- SUPPLIED TEXT:
+++
Monday, 15 April 2019

Todd Rundgren live. Saturday, 6 April Eventim Apollo London

Photo, Mark
Over the past months Gary and Mark were looking forward to seeing Todd Rundgren play live in London. This is no surprise for those who remember the conversation on Rundgren on these pages. Read on here: http://wonomagazine.blogspot.com/2017/02/a-wizard-true-star-todd-rundgren-meat.html. Here are their views on the show, with a little build up towards it. 

Gary, 8-12:
You may be interested in these dates?

TODD RUNDGREN
“THE INDIVIDUALIST TOUR”

April 1 Theater am Mareintor Duisburg, Germany
April 2 Laeiszhalle Hamburg, Germany
April 3 Paradiso Amsterdam, Netherlands
April 6 Eventim Apollo London, UK
May 22 Sumida Triphony Hall Tokyo, Japan
May 23 NHK Hall Osaka, Japan


Mark, 8-12:
Are you getting a ticket for the London concert on April 6th? These concerts sound like an unmissable, intimate "This is me and what I did - but also me signing off" type concert. My suggestion would be he starts with the Last Ride from Todd, switches gear to All the Children Sing, settles down at the piano for a couple of songs off Runt and Ballad, followed by the soul medley off Wizzard, then does his cover of Strawberry Fields, and encores first with Just One Victory and finally - poignantly - Fade Away off Hermit. That would be a magical evening - a testimony to a unique talent, "a true star."



So I'm thinking about getting a ticket and if you are as well maybe we could get together for a Toddtastic time.....and (gasp) that will be one week after I will have retired from the civil service - yes! I have finally pressed the exit button. It may be overshadowed somewhat by jingoistic triumphalism, economic collapse and the break up of the Kingdom.... but on the other hand you could say I've timed it quite neatly really.
+++
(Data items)
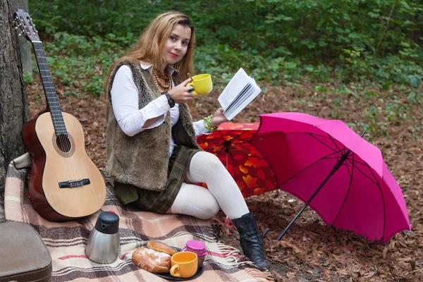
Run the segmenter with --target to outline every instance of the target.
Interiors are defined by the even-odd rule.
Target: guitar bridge
[[[74,179],[73,180],[62,181],[59,183],[59,188],[74,188],[75,187],[81,187],[90,184],[90,179]]]

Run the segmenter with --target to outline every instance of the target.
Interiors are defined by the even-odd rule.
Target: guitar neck
[[[68,135],[66,126],[59,104],[59,99],[54,90],[54,85],[53,84],[53,80],[51,79],[51,75],[50,74],[50,70],[47,64],[47,60],[42,48],[42,43],[40,41],[33,41],[32,44],[34,52],[35,53],[35,59],[37,59],[37,64],[39,70],[42,86],[46,94],[46,100],[50,110],[50,114],[51,114],[56,135]]]

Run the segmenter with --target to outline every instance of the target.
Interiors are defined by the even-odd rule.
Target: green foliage
[[[46,49],[54,74],[94,94],[111,62],[168,10],[193,20],[196,73],[213,73],[218,84],[241,66],[272,85],[422,83],[420,0],[30,1],[42,38],[51,42]]]

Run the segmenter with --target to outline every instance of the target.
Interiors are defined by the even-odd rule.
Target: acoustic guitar
[[[51,221],[92,214],[106,200],[103,177],[85,152],[82,127],[62,112],[38,32],[30,15],[15,13],[16,28],[34,49],[47,109],[23,125],[22,137],[32,159],[29,194],[34,209]]]

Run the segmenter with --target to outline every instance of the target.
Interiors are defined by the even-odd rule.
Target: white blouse
[[[141,67],[152,71],[152,65],[141,63]],[[170,67],[169,73],[173,73],[175,69]],[[172,87],[174,87],[172,80]],[[179,104],[175,104],[175,106],[171,109],[165,95],[161,95],[154,100],[150,102],[144,108],[138,109],[138,88],[134,82],[133,76],[130,68],[123,65],[119,68],[113,81],[111,90],[111,106],[114,112],[115,118],[122,131],[128,136],[134,136],[135,134],[147,129],[154,128],[161,125],[164,121],[168,111],[171,114],[171,125],[173,126],[179,119]],[[145,122],[151,118],[159,118],[148,128],[142,128]],[[193,123],[195,135],[210,133],[204,127],[203,120]],[[171,135],[171,145],[169,147],[169,156],[172,155],[176,145]]]

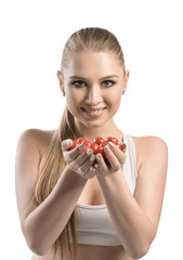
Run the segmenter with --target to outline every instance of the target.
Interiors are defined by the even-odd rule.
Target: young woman
[[[17,206],[32,260],[139,259],[157,233],[167,145],[116,126],[129,72],[108,30],[73,34],[57,78],[66,98],[58,129],[26,130],[17,143]],[[71,150],[81,136],[91,142],[115,136],[122,150],[108,142],[105,159],[83,144]]]

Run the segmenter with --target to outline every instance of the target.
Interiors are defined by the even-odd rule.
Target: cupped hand
[[[92,179],[95,176],[95,168],[92,166],[95,161],[93,151],[88,148],[83,152],[83,144],[80,144],[70,151],[69,148],[73,144],[74,141],[71,139],[62,142],[64,160],[73,171],[80,174],[82,178]]]
[[[126,162],[126,144],[122,145],[122,151],[119,150],[114,143],[109,142],[108,145],[105,146],[105,157],[107,160],[104,160],[103,156],[96,154],[96,162],[94,167],[96,169],[96,177],[105,177],[109,173],[122,170],[123,164]]]

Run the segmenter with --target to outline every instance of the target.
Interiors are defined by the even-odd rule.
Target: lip
[[[105,106],[103,106],[103,107],[81,107],[81,109],[86,109],[86,110],[100,110],[100,109],[104,109],[104,108],[106,108]]]
[[[100,117],[101,115],[103,115],[105,113],[107,107],[99,107],[99,108],[94,108],[94,109],[91,109],[90,110],[97,110],[97,109],[102,109],[101,112],[96,113],[96,114],[93,114],[93,113],[89,113],[86,110],[84,107],[81,107],[81,112],[84,113],[84,115],[89,116],[89,117]]]

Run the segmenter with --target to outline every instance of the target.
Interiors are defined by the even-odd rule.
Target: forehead
[[[65,73],[68,77],[77,76],[104,76],[121,74],[122,66],[118,57],[108,52],[80,52],[71,56]]]

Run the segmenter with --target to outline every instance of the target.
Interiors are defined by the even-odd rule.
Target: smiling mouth
[[[93,115],[96,115],[99,114],[100,112],[106,109],[107,107],[103,107],[103,108],[100,108],[100,109],[86,109],[84,107],[81,107],[81,109],[86,113],[89,113],[89,114],[93,114]]]

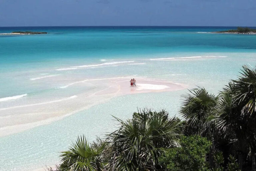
+++
In the Todd Rundgren concert post, reproduce the passage between "Todd Rundgren live." and "up towards it.", inclusive, swapping "Saturday" for "Sunday".

- OUTPUT FOR THIS TASK:
Todd Rundgren live. Sunday, 6 April Eventim Apollo London

Photo, Mark
Over the past months Gary and Mark were looking forward to seeing Todd Rundgren play live in London. This is no surprise for those who remember the conversation on Rundgren on these pages. Read on here: http://wonomagazine.blogspot.com/2017/02/a-wizard-true-star-todd-rundgren-meat.html. Here are their views on the show, with a little build up towards it.